## GIVEN REQUEST:
Copy each of the rows below word for word.

## RECORD SET:
= = = = =
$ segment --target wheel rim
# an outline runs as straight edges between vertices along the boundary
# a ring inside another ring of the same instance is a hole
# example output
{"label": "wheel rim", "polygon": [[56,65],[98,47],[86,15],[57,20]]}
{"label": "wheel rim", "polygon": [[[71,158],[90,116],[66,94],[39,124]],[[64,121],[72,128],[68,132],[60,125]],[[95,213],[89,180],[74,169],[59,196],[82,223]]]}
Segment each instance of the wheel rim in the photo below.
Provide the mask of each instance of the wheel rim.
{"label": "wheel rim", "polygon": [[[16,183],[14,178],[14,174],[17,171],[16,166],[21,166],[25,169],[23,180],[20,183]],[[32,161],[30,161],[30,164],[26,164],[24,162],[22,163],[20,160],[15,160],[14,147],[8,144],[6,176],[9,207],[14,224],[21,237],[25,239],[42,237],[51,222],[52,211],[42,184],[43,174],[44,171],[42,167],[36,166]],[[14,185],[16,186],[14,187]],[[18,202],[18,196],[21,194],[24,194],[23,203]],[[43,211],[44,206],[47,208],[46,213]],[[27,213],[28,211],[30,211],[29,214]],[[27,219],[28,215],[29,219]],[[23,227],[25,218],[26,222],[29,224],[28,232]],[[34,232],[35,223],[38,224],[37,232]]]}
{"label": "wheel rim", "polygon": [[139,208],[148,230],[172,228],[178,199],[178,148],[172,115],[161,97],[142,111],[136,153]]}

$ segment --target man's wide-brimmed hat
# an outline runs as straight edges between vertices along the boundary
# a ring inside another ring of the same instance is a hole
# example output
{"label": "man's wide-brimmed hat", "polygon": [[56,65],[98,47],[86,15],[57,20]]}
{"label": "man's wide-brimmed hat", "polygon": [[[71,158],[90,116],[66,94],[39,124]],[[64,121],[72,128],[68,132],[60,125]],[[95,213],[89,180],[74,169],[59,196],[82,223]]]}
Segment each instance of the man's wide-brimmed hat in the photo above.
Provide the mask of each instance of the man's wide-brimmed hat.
= = = = =
## EXERCISE ANSWER:
$ segment --target wheel rim
# an outline runs as straight edges between vertices along the boundary
# a ring inside another ring of the same instance is a hole
# example output
{"label": "wheel rim", "polygon": [[56,65],[98,47],[86,15],[57,20]]}
{"label": "wheel rim", "polygon": [[[71,158],[90,116],[66,94],[39,124]],[[64,121],[72,128],[68,132],[60,125]],[[95,213],[89,180],[74,169],[59,196],[82,223]]]}
Segment each instance of the wheel rim in the photo below.
Provide the mask of each instance of the wheel rim.
{"label": "wheel rim", "polygon": [[[16,183],[14,178],[14,174],[17,171],[16,166],[21,166],[25,169],[23,180],[20,183]],[[32,161],[30,161],[30,164],[26,164],[24,162],[22,163],[20,160],[15,160],[14,147],[8,144],[6,176],[9,207],[14,224],[21,237],[25,239],[42,237],[51,222],[52,211],[42,184],[43,174],[44,171],[42,167],[36,166]],[[14,185],[16,186],[14,187]],[[18,202],[18,196],[21,194],[24,194],[23,203]],[[43,211],[44,206],[47,208],[46,213]],[[27,213],[28,211],[30,211],[29,214]],[[27,219],[28,215],[29,219]],[[23,227],[25,218],[26,222],[29,224],[28,232]],[[34,232],[35,223],[38,224],[37,232]]]}
{"label": "wheel rim", "polygon": [[139,208],[148,230],[172,228],[178,199],[178,148],[172,115],[161,97],[142,111],[136,153]]}

$ segment --target man's wide-brimmed hat
# an outline runs as straight edges between vertices along the boundary
# a ring inside another ring of the same instance is a hole
# example output
{"label": "man's wide-brimmed hat", "polygon": [[56,65],[98,47],[86,15],[57,20]]}
{"label": "man's wide-brimmed hat", "polygon": [[[71,158],[90,116],[66,94],[39,124]],[[64,121],[72,128],[68,132],[60,125]],[[95,213],[89,180],[74,169],[59,196],[82,223]]]}
Segment each instance of the man's wide-brimmed hat in the photo above.
Provide the mask of each instance of the man's wide-brimmed hat.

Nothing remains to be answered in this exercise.